• _READING TEXT_:
It’s not that I don’t want to see middle class families and small businesses have some more money in their pockets. I do. I haven’t looked at the economic implication of these tax reductions and maybe they even make sense. But I’m pretty sure this is simple politics (and undoubtedly good politics) in which the Democrats prove their tax-cutting bonafides to the constituency both parties need — the middle class. In today’s political climate, you aren’t delivering, if you aren’t delivering “tax relief.”
That’s as true blue Republican as you can get. And at some point Democrats are going to have to start rolling this back and making the case that delivering for the middle class means providing the safety net and provision for the less fortunate that allows average Americans the freedom to take risks and fuel our dynamic economy — like taking new jobs or starting a new business. Tax cuts are like candy — they taste good, but the individual middle class worker and her family doesn’t get nearly the nutritious bang for the buck that the safety net and government programs do. Liberals and progressives need to start changing the political dialog in ways that talk about risk management and security and fair trade and wage growth — things we really believe in and which can make an affirmative, lasting difference in people’s lives.

• _EXERCISE DATA_:
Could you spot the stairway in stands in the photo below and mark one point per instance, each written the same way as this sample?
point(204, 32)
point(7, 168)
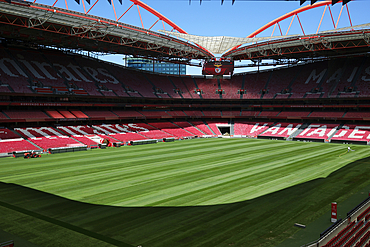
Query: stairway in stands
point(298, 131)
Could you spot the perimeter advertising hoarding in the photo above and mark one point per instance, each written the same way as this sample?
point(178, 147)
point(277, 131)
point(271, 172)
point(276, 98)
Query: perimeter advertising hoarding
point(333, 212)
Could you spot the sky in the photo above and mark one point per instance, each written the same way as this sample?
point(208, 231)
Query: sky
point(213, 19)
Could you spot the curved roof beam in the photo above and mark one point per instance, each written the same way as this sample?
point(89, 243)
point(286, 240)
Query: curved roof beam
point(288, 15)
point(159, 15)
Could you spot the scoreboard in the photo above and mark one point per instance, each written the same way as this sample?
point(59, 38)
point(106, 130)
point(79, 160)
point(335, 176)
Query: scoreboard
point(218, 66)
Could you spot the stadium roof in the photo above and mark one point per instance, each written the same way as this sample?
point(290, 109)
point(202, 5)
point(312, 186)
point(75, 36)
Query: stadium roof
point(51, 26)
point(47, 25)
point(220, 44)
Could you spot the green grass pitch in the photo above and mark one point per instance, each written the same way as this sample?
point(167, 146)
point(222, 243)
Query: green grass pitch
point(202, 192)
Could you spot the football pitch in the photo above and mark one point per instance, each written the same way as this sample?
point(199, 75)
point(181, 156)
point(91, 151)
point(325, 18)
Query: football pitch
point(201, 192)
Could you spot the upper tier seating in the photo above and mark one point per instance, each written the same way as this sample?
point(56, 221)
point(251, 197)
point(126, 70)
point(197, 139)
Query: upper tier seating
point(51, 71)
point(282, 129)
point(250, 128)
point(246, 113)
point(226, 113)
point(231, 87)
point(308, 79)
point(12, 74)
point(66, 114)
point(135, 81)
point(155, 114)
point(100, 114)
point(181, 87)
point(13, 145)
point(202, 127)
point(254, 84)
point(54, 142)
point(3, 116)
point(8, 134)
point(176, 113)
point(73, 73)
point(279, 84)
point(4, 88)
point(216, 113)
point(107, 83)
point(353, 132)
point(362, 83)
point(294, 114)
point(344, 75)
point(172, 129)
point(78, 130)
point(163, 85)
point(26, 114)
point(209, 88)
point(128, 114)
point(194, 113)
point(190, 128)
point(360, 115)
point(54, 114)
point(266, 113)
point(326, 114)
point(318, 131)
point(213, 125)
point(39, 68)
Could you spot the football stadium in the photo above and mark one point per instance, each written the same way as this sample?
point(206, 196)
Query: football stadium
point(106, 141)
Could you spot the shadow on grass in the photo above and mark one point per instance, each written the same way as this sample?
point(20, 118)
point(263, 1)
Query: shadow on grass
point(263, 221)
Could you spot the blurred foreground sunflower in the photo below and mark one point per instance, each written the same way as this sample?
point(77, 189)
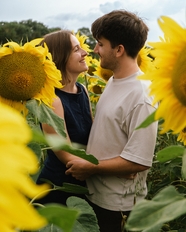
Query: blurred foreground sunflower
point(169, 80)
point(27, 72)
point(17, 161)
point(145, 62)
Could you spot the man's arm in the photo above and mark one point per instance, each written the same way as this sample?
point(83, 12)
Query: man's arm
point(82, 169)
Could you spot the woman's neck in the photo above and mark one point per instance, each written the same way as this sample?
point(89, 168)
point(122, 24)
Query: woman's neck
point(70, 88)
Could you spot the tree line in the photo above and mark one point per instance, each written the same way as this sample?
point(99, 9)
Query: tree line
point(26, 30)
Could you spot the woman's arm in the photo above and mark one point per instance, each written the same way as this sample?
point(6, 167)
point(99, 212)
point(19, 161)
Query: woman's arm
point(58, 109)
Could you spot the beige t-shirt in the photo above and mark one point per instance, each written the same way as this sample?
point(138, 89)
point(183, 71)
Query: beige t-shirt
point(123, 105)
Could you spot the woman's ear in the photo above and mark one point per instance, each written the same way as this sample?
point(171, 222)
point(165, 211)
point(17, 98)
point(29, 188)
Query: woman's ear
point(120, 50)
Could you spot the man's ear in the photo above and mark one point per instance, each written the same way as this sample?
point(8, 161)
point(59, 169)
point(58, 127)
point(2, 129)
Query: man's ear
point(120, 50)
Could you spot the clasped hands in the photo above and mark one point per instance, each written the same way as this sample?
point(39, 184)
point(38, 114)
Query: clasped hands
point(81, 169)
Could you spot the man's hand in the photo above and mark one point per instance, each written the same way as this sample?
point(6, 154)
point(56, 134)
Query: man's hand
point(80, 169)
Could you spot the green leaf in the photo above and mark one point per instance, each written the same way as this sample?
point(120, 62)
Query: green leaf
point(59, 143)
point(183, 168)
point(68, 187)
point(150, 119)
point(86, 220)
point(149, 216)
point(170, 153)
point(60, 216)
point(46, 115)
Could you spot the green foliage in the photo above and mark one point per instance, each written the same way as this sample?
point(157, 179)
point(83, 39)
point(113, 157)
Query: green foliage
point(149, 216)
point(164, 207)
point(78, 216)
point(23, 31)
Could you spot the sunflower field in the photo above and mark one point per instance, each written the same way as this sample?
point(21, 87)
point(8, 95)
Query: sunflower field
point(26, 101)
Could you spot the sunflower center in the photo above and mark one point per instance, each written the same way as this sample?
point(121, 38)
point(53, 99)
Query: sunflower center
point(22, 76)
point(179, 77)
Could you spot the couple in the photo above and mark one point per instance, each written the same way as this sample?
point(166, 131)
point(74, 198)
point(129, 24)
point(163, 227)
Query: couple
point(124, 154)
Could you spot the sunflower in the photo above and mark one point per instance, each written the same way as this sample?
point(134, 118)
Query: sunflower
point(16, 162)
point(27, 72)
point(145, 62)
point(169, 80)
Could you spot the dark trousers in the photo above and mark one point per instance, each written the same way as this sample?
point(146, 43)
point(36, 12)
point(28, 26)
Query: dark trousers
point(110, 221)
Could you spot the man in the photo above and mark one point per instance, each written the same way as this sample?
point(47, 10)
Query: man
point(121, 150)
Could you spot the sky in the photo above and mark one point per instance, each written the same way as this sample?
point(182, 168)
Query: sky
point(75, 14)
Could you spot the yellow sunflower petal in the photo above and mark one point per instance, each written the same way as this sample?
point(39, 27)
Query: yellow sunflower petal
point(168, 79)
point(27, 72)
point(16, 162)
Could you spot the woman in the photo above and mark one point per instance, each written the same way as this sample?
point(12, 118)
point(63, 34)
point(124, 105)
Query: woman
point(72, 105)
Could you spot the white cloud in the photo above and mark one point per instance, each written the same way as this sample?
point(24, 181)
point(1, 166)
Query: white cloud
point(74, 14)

• _ASSIGNED TASK_: Transcribe the part of the tax-cut commentary above starting at "That’s as true" and ending at "in people’s lives.".

• _SOLVED EXERCISE_:
That’s as true blue Republican as you can get. And at some point Democrats are going to have to start rolling this back and making the case that delivering for the middle class means providing the safety net and provision for the less fortunate that allows average Americans the freedom to take risks and fuel our dynamic economy — like taking new jobs or starting a new business. Tax cuts are like candy — they taste good, but the individual middle class worker and her family doesn’t get nearly the nutritious bang for the buck that the safety net and government programs do. Liberals and progressives need to start changing the political dialog in ways that talk about risk management and security and fair trade and wage growth — things we really believe in and which can make an affirmative, lasting difference in people’s lives.